## Work instruction
Going down the data below, set down exactly the line with "# example output, e.g. point(295, 256)" and each line after it through the line with "# example output, e.g. point(347, 72)"; no other lines.

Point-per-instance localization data
↓

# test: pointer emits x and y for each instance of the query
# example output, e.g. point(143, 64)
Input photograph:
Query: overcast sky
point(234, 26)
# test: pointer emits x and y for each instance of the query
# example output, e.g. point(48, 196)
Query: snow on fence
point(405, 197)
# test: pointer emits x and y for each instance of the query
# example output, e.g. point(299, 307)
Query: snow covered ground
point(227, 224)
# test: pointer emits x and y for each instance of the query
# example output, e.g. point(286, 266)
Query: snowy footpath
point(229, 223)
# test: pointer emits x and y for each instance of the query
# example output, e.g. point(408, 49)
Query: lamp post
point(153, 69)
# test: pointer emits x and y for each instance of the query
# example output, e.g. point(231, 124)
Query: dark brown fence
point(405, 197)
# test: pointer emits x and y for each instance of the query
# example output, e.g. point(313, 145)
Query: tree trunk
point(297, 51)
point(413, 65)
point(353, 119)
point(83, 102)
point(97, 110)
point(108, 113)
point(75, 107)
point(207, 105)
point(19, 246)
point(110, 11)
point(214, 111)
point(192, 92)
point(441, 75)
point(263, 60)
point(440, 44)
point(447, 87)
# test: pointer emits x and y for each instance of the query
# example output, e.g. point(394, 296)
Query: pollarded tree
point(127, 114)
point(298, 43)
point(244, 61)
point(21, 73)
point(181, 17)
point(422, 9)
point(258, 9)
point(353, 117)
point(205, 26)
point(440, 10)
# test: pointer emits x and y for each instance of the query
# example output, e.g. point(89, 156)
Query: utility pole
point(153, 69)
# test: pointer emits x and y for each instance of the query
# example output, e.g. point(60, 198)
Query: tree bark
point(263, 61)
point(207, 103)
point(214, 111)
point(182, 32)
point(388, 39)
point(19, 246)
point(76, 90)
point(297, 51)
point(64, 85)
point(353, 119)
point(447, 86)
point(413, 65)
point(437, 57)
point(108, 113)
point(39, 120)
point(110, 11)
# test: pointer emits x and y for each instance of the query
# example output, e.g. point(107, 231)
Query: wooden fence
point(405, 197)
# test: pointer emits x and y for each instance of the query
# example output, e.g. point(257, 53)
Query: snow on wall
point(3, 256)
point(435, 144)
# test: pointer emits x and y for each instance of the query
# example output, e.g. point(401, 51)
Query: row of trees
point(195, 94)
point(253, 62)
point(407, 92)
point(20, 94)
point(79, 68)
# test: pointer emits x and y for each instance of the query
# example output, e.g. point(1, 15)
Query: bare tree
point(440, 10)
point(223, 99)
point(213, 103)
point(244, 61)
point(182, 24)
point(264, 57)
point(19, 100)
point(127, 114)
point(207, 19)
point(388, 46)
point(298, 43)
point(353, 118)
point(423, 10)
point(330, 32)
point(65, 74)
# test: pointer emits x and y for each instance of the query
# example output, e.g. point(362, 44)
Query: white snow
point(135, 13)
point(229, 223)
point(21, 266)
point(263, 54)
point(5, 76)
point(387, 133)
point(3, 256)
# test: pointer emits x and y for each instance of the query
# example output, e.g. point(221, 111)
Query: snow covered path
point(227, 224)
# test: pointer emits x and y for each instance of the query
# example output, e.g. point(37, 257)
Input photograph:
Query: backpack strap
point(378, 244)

↑
↓

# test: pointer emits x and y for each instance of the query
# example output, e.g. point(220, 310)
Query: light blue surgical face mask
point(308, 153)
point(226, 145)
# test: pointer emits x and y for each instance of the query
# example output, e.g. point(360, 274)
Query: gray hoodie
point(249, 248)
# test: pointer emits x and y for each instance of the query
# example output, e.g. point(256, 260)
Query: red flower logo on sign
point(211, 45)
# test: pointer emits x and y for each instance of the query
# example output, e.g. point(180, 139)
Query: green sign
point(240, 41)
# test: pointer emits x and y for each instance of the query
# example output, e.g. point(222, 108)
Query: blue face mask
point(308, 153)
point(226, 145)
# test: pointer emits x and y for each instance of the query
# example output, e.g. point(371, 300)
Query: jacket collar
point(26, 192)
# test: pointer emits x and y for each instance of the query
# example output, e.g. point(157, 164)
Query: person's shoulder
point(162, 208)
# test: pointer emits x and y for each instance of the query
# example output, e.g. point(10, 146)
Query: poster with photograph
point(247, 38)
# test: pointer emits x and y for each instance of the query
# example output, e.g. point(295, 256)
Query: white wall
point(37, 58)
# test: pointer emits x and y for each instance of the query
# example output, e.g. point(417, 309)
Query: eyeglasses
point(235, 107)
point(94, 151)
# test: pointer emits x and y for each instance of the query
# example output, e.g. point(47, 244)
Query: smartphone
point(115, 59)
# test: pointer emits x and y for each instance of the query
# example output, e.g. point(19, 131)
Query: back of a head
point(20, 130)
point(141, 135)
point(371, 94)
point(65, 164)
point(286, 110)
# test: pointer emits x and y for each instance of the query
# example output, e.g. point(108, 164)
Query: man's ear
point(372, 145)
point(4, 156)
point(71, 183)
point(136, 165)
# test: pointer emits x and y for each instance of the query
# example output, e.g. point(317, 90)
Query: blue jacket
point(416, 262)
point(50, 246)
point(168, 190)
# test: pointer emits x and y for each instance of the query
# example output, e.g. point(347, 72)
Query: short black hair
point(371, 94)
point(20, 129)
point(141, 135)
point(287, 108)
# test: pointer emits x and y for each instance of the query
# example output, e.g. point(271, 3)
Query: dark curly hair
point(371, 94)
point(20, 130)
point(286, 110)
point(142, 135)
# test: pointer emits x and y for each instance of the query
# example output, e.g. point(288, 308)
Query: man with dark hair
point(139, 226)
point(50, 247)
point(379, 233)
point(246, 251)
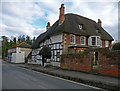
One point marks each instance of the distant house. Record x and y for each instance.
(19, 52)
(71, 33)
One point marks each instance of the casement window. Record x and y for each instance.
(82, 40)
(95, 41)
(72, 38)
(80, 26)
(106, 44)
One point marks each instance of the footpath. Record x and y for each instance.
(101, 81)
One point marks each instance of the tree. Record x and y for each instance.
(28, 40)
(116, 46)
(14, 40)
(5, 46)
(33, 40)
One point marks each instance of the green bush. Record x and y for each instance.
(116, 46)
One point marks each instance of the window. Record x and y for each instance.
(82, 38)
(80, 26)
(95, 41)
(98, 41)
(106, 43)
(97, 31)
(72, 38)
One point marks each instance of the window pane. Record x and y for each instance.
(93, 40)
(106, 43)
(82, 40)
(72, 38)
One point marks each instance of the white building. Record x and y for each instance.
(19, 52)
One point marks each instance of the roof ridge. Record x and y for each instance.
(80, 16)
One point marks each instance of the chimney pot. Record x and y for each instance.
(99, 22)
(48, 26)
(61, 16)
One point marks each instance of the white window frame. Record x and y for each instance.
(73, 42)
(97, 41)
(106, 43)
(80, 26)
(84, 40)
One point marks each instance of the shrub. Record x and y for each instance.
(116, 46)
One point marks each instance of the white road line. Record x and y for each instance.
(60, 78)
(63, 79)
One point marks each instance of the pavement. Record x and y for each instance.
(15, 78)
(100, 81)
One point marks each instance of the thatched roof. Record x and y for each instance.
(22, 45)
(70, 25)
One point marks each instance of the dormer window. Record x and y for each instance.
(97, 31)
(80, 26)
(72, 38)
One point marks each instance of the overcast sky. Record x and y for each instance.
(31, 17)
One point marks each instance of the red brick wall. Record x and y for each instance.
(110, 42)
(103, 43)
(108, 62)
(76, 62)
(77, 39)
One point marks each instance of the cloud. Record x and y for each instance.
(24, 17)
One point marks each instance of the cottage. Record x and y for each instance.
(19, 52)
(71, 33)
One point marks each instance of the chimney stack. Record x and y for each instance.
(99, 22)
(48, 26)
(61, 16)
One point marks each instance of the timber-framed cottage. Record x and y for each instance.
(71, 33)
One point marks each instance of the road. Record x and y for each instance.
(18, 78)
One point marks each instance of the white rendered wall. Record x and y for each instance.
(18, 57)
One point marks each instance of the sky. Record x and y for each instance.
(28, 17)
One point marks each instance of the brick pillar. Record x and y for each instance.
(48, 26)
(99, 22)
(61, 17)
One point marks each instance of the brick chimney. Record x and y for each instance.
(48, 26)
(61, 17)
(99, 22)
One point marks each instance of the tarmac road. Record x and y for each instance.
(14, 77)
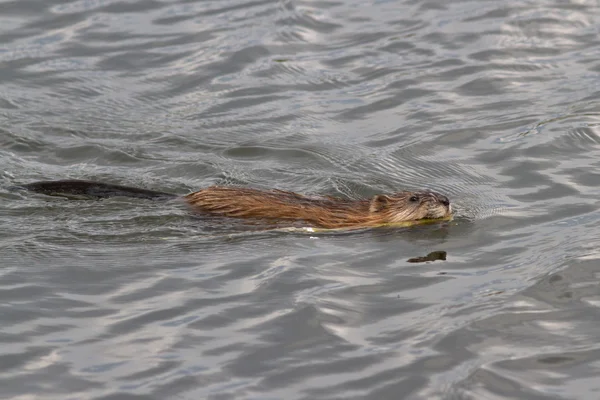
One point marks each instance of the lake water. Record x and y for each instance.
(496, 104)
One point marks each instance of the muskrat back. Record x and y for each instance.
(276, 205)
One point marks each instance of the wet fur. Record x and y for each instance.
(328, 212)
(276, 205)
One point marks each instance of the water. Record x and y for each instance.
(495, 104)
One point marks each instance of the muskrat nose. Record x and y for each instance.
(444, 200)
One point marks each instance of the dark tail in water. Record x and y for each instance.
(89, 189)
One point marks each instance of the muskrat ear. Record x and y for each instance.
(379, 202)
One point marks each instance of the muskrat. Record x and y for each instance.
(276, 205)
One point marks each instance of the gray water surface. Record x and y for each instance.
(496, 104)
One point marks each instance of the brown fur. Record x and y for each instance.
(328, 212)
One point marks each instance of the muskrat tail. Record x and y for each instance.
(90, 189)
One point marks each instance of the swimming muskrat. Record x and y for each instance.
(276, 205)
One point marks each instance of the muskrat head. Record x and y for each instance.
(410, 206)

↑

## Written solution
# example output, e.g. point(295, 256)
Query: white wall
point(37, 58)
# test: pointer emits x and y for each instance of the query
# example output, e.g. point(417, 309)
Query: eyeglasses
point(235, 107)
point(94, 151)
# test: pointer emits x and y for each instance of the query
# example output, e.g. point(47, 244)
Query: smartphone
point(115, 59)
# test: pointer emits x and y for each instance of the query
# example output, e.g. point(19, 131)
Query: back of a head
point(20, 130)
point(141, 135)
point(371, 94)
point(65, 164)
point(286, 110)
# test: pointer emits x and y for each instance of the query
# example output, e.g. point(108, 164)
Query: man's ear
point(372, 145)
point(4, 156)
point(71, 183)
point(136, 165)
# test: pointer emits x and y for each instance of the query
# example output, e.g. point(317, 90)
Query: blue jacket
point(416, 262)
point(50, 246)
point(168, 190)
# test: pointer emits x and y for each instance of the query
# example output, e.g. point(347, 72)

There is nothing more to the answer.